• _Data rows_
-*-*-
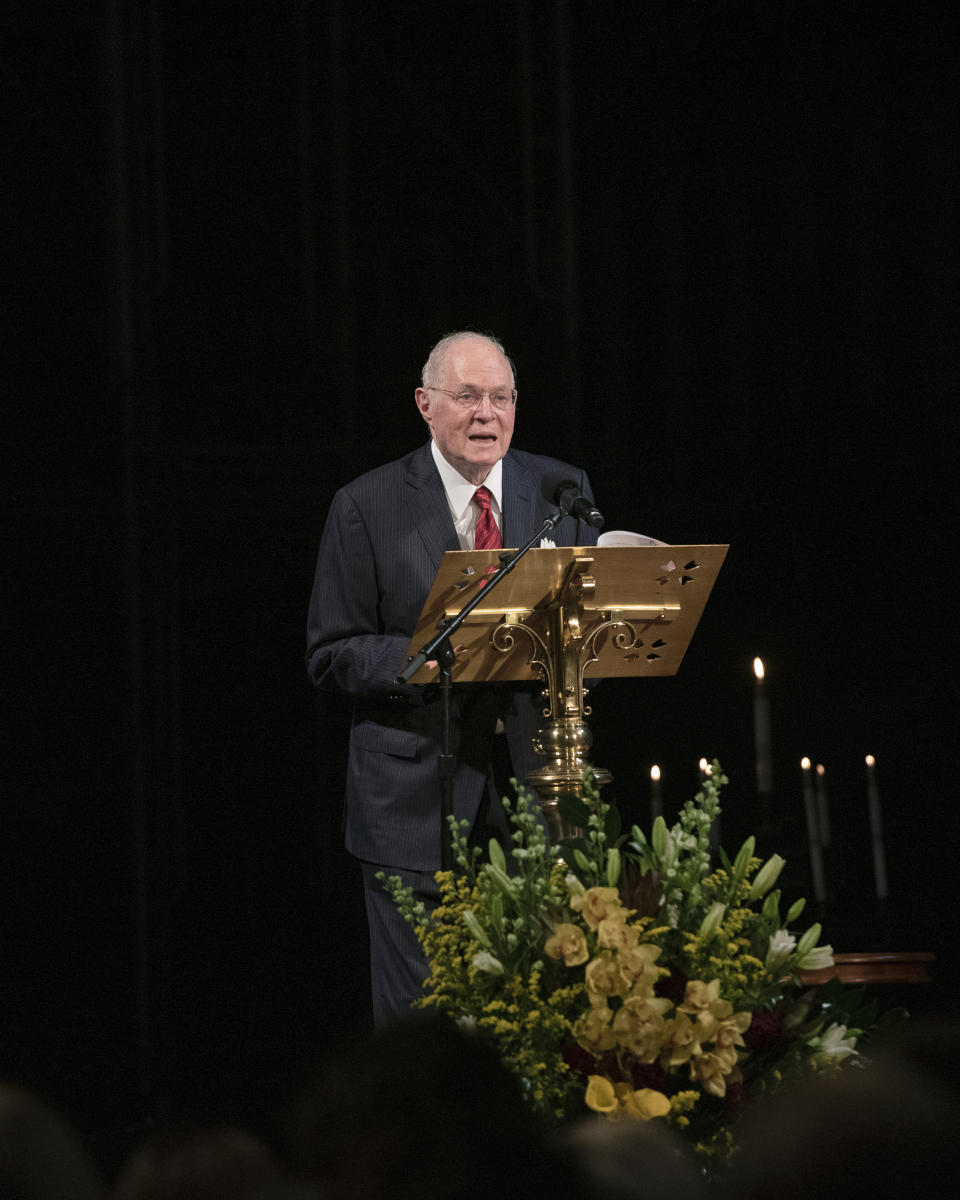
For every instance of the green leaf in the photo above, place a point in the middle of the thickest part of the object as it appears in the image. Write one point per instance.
(573, 810)
(613, 868)
(612, 825)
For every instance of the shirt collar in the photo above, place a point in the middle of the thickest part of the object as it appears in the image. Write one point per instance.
(460, 490)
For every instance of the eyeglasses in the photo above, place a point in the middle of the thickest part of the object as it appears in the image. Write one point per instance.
(471, 399)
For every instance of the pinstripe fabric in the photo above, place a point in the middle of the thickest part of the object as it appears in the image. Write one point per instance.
(384, 538)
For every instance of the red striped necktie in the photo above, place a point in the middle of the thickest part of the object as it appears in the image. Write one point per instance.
(486, 534)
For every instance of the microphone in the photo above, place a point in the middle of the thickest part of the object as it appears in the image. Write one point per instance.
(562, 491)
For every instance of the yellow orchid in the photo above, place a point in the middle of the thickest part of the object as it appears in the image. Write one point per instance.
(600, 1096)
(643, 1104)
(568, 943)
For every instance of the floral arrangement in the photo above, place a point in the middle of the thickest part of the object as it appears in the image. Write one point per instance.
(633, 976)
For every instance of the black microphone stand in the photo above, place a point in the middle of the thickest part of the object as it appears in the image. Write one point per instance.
(441, 648)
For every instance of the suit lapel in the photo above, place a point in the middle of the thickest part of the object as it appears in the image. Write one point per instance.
(520, 496)
(430, 513)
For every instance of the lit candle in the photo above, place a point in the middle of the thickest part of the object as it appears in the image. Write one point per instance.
(876, 829)
(657, 798)
(823, 808)
(813, 837)
(762, 731)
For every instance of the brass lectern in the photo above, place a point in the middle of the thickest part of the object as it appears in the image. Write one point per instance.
(567, 613)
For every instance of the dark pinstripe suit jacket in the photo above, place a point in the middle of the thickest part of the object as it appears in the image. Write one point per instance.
(384, 538)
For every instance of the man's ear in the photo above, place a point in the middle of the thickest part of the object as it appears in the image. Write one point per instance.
(423, 403)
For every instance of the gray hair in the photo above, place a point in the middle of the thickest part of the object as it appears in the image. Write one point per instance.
(435, 363)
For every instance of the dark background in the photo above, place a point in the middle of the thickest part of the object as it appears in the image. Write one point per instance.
(720, 240)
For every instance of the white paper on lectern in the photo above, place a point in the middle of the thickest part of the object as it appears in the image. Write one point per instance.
(624, 538)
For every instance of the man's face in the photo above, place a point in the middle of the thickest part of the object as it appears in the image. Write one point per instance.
(472, 442)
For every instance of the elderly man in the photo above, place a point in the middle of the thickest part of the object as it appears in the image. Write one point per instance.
(384, 538)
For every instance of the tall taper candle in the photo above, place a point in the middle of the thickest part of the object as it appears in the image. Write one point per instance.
(657, 798)
(876, 828)
(823, 808)
(813, 837)
(762, 731)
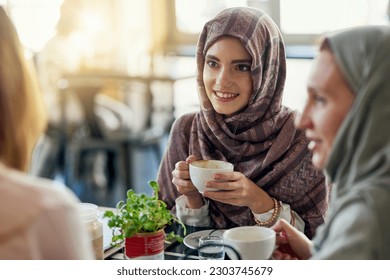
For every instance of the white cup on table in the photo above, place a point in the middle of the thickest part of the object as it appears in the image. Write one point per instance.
(252, 242)
(211, 247)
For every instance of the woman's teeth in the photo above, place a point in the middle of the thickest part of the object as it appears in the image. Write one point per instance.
(311, 145)
(225, 95)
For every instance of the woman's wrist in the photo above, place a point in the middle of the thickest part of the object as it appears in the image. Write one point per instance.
(195, 201)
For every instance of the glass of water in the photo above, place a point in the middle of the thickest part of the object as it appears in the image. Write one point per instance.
(212, 248)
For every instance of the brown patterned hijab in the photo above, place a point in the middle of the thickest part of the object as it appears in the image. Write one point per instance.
(260, 140)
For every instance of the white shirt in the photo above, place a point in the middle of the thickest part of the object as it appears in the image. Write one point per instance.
(39, 220)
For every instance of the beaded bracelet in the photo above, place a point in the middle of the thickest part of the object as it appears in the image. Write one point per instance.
(274, 217)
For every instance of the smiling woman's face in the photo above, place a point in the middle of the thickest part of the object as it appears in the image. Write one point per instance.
(227, 75)
(329, 100)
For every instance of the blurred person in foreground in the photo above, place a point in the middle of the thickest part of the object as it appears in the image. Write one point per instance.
(241, 71)
(39, 218)
(346, 117)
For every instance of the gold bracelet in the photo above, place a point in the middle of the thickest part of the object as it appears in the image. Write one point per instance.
(274, 217)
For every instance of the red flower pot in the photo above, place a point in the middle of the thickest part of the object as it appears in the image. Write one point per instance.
(145, 246)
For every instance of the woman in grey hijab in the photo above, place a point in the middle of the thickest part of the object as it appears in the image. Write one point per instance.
(347, 119)
(241, 71)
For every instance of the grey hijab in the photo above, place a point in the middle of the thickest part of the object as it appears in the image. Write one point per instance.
(359, 164)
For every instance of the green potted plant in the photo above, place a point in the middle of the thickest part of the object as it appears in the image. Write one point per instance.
(139, 224)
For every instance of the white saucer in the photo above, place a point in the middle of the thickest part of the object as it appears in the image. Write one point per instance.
(191, 240)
-*-*-
• _Required task_
Pictures in the records must not appear in the copy; transcribe everything else precisely.

• _Right answer_
For every instance of the green leaf in the photo above, place a point in the middle of the thickest part of the object as it appears in the image. Write one point per instance.
(573, 810)
(613, 868)
(612, 825)
For every instance of the shirt collar in the photo above, place a point in the middle of the thickest part of the object as it appears in the image. Write one point per instance.
(460, 490)
For every instance of the eyeglasses in the photo above, place a point in the middle of the thickest part of the object as it appears in the image. Write one point per instance.
(471, 399)
For every instance of the pinstripe fabric in the photo above, place a point in the middle of the thickest part of the object as it appears in the image. Write one point per instance.
(384, 538)
For every instance of the red striped necktie in the photo above, place a point in the middle of the thickest part of the object as it appears in the image. Write one point per instance.
(486, 534)
For every instance of the microphone in the photo above, place a point in the middle of the thickest part of the object as it appears in the image. Write one point per instance.
(562, 491)
For every instance of the yellow orchid in the photo above, place a point in the middle of the thickest part of the object as it appears in the image. Write one point per instance.
(600, 1096)
(643, 1104)
(568, 943)
For every instance of the floral arrangement in the photo above, place a point in the middle of the thickest part of the object as it appears in the image. Write one point per instance.
(633, 976)
For every instance of the black microphone stand in the photo above, place a point in the middle of the thickest part of the object as it appears in the image. Write one point per instance.
(441, 648)
For every instance of the suit lapel in the photo above, place a point in the middle of the thickest part of the object as it appears in the image. Write one point per instance.
(520, 496)
(430, 513)
For every instance of the lit candle in the photo above, place a point in the middle of the thickest part of the object as it appears in the image. Write one point per instance.
(876, 829)
(657, 798)
(823, 808)
(813, 837)
(762, 731)
For every instance of the brass lectern in the photo above, place a point in the middle of the thickest part of the object as it appears in the image. Write one point per instance.
(567, 613)
For every instance of the dark pinstripe suit jacket in the photo above, place a point in the middle of the thickest part of the object as it appears in the image. Write one point per instance.
(384, 538)
For every instance of the man's ear in the photo above, place a point in the middle of the thickest part of the object as it appears in the image. Write one point per instance.
(423, 403)
For every instance of the gray hair in the photo above, place a point in the middle of the thickest part of the object as it appears in the image. Write one point per instance.
(435, 363)
For every instance of the dark background in the photo above, place a point in the middle of the thickest part of the object as it appears in the image. Write one point per instance.
(720, 240)
For every instance of the white paper on lectern in the photo above, place a point in the middle of the thickest part of the object as it appears in the image. Write one point per instance.
(624, 538)
For every instance of the man's face in the photo above, place a point in the middle of the thickest part of the object as it appears in the image. Write one point per instance.
(472, 442)
For every instance of the elderly man in the photo above, place a point in the middle of the thickest part of the object as it appears in the image. Write one point per instance.
(384, 538)
For every instance of the tall taper candle in the photo above, place a point in the middle of the thickest part of the object as it appears in the image. Write one point per instance.
(657, 798)
(876, 828)
(823, 808)
(813, 837)
(762, 731)
For every instance of the white cup on table in the photo above, place a point in the middle of the thickest part of the object as it appears in the image. Write one point per instance.
(252, 242)
(211, 247)
For every instance of the woman's teeth in the photo above, place a point in the middle of the thickest part of the object as it appears in the image. Write one point per instance.
(311, 145)
(225, 95)
For every instance of the woman's wrist in the photo above, place a point in the middle of the thickest part of the object as it appears in the image. Write one point per instance.
(195, 201)
For every instance of the glass of water in the photo above, place a point in the middle of the thickest part of the object as it appears in the image. Write one point per instance.
(212, 248)
For every instance of the brown patterned hijab in the photo above, place a point in the middle of the thickest part of the object as it appears in the image. Write one point per instance.
(260, 140)
For every instance of the white shirt in the photo above, place a point in the middle of the thickest part of the object as it appears in the image. Write one point per instance.
(39, 220)
For every instance of the beaded bracelet in the photo above, place a point in the middle of the thickest part of the object as it appears in the image. Write one point per instance.
(274, 217)
For every instance of the smiling woman's face in the photo above, place a point in the middle of the thickest part of the object as it appears in the image. Write one point per instance.
(227, 75)
(329, 100)
For every instance of the blurred person in foreground in the photo above, place a point in the middle of the thickest part of the object as it appears in the image. Write one point per instance.
(241, 71)
(39, 218)
(346, 117)
For every instance of the gold bracelet in the photo above, place a point in the middle of the thickest part of the object as it appears in the image. Write one point per instance.
(274, 217)
For every instance of the red flower pot in the photo above, place a point in the middle of the thickest part of the object as it appears in the image. Write one point per instance.
(145, 246)
For every instance of the woman in grey hijab in the photo above, place a point in the middle of the thickest part of the object as it appears in the image. Write one point per instance.
(347, 119)
(241, 71)
For every instance of the grey hijab in the photo above, place a point in the middle of the thickest part of the object as it appears in the image. Write one point per instance.
(359, 164)
For every instance of the green potted plant in the photo above, place a point in the middle of the thickest part of the object as it appears in the image. Write one point per instance.
(139, 224)
For every instance of the white saucer in the photo above, place a point in the middle of the thickest part of the object as it appears in the image. Write one point per instance.
(191, 240)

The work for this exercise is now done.